__PROBLEM__: Please repeat the lines below exactly. Begin with the line containing "Please review the image above and annotate the sandy" and go on through the line containing "Please review the image above and annotate the pile".
(Beginning of DATASET RECORDS)
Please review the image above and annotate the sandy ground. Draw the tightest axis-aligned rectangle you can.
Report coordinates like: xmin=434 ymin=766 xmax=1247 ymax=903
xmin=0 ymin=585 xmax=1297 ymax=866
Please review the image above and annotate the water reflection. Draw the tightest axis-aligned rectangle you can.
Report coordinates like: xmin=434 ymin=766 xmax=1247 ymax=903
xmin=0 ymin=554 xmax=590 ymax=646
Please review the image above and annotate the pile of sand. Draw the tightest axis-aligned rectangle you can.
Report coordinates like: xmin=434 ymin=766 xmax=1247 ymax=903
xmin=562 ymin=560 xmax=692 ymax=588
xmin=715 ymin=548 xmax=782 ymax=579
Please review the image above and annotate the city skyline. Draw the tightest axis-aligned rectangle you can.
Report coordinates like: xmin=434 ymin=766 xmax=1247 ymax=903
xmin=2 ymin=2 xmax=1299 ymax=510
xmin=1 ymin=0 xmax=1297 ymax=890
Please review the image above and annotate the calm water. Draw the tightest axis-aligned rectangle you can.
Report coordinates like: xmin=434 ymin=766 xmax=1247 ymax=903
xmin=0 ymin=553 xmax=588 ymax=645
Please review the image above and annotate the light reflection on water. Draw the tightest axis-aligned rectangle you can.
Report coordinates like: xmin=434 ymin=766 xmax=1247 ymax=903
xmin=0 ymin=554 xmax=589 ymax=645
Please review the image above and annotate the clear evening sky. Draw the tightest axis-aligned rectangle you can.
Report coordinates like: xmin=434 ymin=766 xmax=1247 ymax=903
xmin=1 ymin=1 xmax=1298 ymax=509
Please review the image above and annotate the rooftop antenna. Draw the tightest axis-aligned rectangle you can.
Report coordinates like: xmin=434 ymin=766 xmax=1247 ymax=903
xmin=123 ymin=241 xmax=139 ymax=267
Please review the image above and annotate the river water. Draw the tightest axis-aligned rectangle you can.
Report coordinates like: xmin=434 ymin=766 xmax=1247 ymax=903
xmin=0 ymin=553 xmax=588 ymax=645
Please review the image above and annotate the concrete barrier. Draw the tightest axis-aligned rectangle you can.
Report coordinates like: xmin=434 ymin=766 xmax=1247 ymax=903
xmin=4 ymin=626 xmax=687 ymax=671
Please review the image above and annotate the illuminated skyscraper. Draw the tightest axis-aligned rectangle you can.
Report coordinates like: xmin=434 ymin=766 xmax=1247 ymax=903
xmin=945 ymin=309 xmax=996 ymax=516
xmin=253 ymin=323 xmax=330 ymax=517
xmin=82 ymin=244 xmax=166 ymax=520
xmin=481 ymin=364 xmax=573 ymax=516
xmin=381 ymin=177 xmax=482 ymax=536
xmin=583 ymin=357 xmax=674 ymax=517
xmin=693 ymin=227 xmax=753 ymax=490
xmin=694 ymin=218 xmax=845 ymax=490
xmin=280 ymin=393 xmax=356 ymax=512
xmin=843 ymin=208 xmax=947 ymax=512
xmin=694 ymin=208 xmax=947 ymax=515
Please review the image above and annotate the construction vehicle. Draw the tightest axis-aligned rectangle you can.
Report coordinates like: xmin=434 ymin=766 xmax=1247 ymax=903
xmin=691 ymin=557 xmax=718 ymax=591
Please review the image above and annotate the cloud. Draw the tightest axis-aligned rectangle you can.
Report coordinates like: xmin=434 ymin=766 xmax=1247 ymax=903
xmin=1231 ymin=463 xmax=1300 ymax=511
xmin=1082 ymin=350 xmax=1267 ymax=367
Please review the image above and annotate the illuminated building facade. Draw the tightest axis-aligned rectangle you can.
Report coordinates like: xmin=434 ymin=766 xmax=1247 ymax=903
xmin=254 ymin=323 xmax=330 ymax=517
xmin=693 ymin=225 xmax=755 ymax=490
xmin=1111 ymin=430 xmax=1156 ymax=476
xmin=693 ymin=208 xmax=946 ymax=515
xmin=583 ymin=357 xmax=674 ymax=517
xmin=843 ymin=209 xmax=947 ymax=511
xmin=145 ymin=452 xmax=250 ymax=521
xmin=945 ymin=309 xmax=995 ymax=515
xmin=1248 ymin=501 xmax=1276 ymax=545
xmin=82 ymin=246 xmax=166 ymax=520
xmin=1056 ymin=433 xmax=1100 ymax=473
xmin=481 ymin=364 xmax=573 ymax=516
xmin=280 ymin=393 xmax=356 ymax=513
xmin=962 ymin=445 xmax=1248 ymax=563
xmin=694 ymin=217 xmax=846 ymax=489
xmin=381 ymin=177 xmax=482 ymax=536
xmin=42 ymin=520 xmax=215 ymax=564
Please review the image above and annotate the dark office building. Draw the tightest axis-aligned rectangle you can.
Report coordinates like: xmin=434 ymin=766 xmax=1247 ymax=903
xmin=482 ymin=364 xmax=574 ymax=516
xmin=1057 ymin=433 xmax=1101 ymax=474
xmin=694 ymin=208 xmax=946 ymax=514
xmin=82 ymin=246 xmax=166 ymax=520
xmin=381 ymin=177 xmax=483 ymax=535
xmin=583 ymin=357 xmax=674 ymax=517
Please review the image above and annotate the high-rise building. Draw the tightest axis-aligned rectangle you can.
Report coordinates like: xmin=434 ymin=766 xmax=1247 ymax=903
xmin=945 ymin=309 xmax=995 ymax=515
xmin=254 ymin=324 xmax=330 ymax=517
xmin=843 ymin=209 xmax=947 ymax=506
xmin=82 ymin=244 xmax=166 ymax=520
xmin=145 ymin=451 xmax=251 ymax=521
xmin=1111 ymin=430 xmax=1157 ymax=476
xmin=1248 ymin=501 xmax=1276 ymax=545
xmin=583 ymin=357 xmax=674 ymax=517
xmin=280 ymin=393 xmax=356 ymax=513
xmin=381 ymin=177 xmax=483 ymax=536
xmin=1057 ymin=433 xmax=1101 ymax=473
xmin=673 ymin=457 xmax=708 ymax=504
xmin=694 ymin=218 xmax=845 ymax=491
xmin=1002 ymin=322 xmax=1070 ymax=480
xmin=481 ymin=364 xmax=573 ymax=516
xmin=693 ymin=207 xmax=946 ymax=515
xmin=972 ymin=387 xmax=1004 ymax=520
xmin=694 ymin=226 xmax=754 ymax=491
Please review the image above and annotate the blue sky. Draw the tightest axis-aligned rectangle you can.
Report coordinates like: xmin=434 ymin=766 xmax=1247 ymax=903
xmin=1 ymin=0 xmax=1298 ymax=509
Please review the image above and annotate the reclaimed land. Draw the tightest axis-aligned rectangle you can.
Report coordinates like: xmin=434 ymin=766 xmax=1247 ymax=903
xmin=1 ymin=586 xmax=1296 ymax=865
(End of DATASET RECORDS)
(Beginning of DATASET RECORDS)
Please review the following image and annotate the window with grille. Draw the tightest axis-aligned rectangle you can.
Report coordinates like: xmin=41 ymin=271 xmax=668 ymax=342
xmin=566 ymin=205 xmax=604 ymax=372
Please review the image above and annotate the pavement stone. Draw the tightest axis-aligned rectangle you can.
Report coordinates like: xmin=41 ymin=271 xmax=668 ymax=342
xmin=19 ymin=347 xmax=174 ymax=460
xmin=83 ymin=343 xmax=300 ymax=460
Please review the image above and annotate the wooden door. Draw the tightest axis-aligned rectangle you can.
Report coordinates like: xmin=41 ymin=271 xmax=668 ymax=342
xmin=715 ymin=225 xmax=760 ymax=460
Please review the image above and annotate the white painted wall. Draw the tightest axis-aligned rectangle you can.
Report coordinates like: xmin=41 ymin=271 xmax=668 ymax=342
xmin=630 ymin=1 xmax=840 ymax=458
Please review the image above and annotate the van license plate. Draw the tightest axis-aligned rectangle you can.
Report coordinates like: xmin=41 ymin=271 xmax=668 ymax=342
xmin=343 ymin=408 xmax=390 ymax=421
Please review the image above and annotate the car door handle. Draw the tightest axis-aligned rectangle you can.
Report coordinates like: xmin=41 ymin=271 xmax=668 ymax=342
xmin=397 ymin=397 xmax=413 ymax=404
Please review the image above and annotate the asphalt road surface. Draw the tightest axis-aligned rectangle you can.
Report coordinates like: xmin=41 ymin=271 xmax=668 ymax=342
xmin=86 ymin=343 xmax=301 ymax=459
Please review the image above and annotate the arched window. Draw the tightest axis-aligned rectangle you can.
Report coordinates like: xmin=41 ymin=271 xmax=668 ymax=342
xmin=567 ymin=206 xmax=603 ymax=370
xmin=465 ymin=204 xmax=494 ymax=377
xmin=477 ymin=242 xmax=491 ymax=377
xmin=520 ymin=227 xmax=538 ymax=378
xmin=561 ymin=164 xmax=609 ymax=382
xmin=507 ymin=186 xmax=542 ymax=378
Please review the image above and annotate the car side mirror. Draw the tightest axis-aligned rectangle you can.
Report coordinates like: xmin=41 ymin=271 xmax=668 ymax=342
(End of DATASET RECORDS)
__RESPONSE BELOW__:
Please review the image above and annotate the sandy ground. Draw the tightest axis-aligned rectangle you can.
Report coordinates like: xmin=434 ymin=766 xmax=1247 ymax=903
xmin=0 ymin=585 xmax=1297 ymax=866
Please review the image above and annotate the water reflection. Draw the tightest axis-aligned rectangle you can.
Report coordinates like: xmin=434 ymin=766 xmax=1247 ymax=903
xmin=0 ymin=554 xmax=590 ymax=646
Please review the image above and annotate the pile of sand. Draw the tightest axis-aligned rectangle you can.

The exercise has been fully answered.